Stored items from a collection
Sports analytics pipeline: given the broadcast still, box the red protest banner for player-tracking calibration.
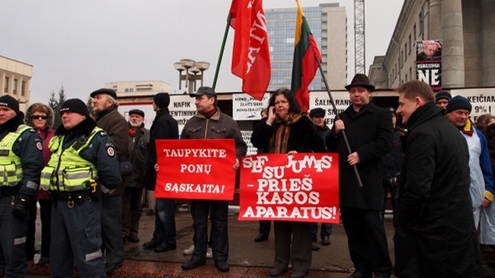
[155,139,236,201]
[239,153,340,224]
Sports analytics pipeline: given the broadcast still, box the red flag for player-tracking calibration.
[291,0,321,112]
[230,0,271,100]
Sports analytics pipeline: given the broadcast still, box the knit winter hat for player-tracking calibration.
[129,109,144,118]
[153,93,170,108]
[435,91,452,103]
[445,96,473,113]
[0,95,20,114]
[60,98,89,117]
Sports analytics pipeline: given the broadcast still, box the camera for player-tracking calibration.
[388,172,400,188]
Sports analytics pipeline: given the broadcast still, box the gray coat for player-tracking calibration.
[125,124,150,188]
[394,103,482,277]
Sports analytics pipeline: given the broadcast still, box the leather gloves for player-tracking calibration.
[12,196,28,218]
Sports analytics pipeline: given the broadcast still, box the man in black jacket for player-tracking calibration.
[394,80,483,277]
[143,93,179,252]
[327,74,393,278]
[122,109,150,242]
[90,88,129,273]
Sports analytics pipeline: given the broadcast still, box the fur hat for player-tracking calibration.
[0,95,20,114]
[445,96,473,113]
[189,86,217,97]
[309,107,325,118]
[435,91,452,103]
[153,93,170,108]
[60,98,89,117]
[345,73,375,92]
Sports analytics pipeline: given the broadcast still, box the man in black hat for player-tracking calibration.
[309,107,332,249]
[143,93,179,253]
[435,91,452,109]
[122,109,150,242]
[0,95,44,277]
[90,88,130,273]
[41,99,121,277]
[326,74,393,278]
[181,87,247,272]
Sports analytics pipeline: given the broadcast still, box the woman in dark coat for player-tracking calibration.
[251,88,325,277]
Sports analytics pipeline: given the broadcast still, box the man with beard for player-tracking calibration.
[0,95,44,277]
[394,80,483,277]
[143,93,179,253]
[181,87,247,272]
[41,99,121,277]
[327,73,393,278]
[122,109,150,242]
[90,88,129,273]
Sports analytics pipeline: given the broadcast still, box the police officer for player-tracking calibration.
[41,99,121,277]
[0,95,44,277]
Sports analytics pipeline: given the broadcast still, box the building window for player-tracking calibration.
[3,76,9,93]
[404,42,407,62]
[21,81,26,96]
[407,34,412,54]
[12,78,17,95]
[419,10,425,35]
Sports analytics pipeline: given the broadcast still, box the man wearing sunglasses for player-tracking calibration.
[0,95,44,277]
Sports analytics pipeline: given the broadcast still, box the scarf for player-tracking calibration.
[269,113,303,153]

WHAT YOU WILL DO:
Return, unchanged, the lines of the listing from the line that contains "officer for player-tracking calibration." through the final line of the listing.

RESPONSE TO THIS TASK:
Sports analytics pipeline: given the broadcast still, box the police officer for player-tracking calibration.
[41,99,121,277]
[0,95,44,277]
Sports analytics pipeline: given the broadcast still, box the building window for player-tracking calibration.
[3,76,9,93]
[404,42,407,62]
[21,81,26,96]
[407,34,412,54]
[12,78,17,95]
[419,10,425,35]
Sports analytics pipeline: given the broadcast still, box the man wearing sunglasses for player-tracking calibration.
[0,95,44,277]
Sports analytics pipeline: given the broadcast still, box the scarf for player-tracking calibration.
[269,113,303,153]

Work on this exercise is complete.